● **Excerpted text**
-- BEGIN --

In case the judgment is of acquittal, it shall state whether the evidence of the prosecution absolutely failed to prove the guilt of the accused or merely failed to prove his guilt beyond reasonable doubt. In either case, the judgment shall determine if the act or omission from which the civil liability might arise did not exist. (2a)

SEC. 3. Judgment for two or more offenses.-When two or more offenses are charged in a single complaint or information but the accused fails to object to it before trial, the court may convict him of as many offenses as are charged and proved, and impose on him the penalty for each offense, setting out separately the findings of fact and law in each offense. (3a)

SEC. 4. Judgment in case of variance between allegation and proof.-When there is variance between the offense charge in the complaint or information and that proved, and the offense as charged is included in or necessarily includes the offense proved, the accused shall be convicted of the offense proved which is included in the offense charged, or of the offense charged which is included in the offense proved. (4a)

SEC. 5. When an offense includes or is included in another.- An offense charged necessarily includes the offense proved when some of the essential elements or ingredients of the former, as alleged in the complaint or information, constitute the latter. And an offense charged is necessarily included in the offense proved, when the essential ingredients of the former constitute or form part of those constituting the latter. (5a)

SEC. 6. Promulgation of judgment.-The judgment is promulgated by reading it in the presence of the accused and any judge of the court in which it was rendered. However, if the conviction is for a light offense, the judgment may be pronounced in the presence of his counsel or representative. When the judge is absent or outside the province or city, the judgment may be promulgated by the clerk of court.

If the accused is confined or detained in another province or city, the judgment may be promulgated by the executive judge of the Regional Trial Court having jurisdiction over the place of confinement or detention upon request of the court which rendered the judgment. The court promulgating the judgment shall have authority to accept the notice of appeal and to approve the bail bond pending appeal; provided, that if the decision of the trial court convicting the accused changed the nature of the offense from non-bailable to bailable, the application for bail can only be filed and resolved by the appellate court.

The proper clerk of court shall give notice to the accused personally or through his bondsman or warden and counsel, requiring him to be present at the promulgation of the decision. If the accused was tried in absentia because he jumped bail or escaped from prison, the notice to him shall be served at his last known address.

In case the accused fails to appear at the scheduled date of promulgation of judgment despite notice, the promulgation shall be made by recording the judgment in the criminal docket and serving him a copy thereof at his last known address or thru his counsel.

-- END --

● **Exercises to complete**
- a) Answer these questions from the criminal procedure excerpt:
(i) Who may promulgate the judgment when the judge is absent or outside the province or city?
(ii) Where is notice served on an accused who was tried in absentia because he jumped bail or escaped from prison?
(iii) Under Section 3, what must the accused fail to do before trial for the court to convict him of as many offenses as are charged and proved?
- b) Turn the paragraph of the criminal procedure excerpt that begins "If the accused is confined or detained" into a short bulleted list that keeps its main facts.
- c) List every section title that appears in the criminal procedure excerpt.

Region annotation entries:
-- BEGIN --

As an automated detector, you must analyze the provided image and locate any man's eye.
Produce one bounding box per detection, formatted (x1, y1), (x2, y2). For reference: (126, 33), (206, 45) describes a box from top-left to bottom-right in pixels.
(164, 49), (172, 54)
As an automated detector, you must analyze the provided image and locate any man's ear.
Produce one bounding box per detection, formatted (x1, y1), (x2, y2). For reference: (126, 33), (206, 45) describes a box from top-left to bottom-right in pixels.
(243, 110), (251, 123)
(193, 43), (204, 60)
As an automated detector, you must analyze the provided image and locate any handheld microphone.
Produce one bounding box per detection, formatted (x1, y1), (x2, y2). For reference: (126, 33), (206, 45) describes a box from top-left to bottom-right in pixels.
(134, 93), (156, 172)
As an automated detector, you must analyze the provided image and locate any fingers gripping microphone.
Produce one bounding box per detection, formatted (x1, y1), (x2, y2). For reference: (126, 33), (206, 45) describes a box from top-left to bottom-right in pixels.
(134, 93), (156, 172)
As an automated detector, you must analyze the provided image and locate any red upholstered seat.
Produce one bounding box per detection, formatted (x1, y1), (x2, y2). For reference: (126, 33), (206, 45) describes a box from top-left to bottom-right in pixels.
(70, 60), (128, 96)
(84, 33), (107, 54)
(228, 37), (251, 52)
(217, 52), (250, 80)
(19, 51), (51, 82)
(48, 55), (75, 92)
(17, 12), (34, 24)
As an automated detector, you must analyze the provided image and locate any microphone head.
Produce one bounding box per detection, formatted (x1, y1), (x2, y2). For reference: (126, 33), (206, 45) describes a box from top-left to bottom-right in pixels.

-- END --

● **Results of the tasks**
- a)
(i) The clerk of court.
(ii) At his last known address.
(iii) Object to two or more offenses being charged in a single complaint or information.

- b)
- If the accused is confined or detained in another province or city, the executive judge of the Regional Trial Court with jurisdiction over the place of confinement or detention may promulgate the judgment, at the request of the court that rendered it.
- The promulgating court may accept the notice of appeal and approve the bail bond pending appeal.
- Exception: if the trial court's conviction changed the offense from non-bailable to bailable, only the appellate court can receive and resolve the bail application.

- c)
- Judgment for two or more offenses
- Judgment in case of variance between allegation and proof
- When an offense includes or is included in another
- Promulgation of judgment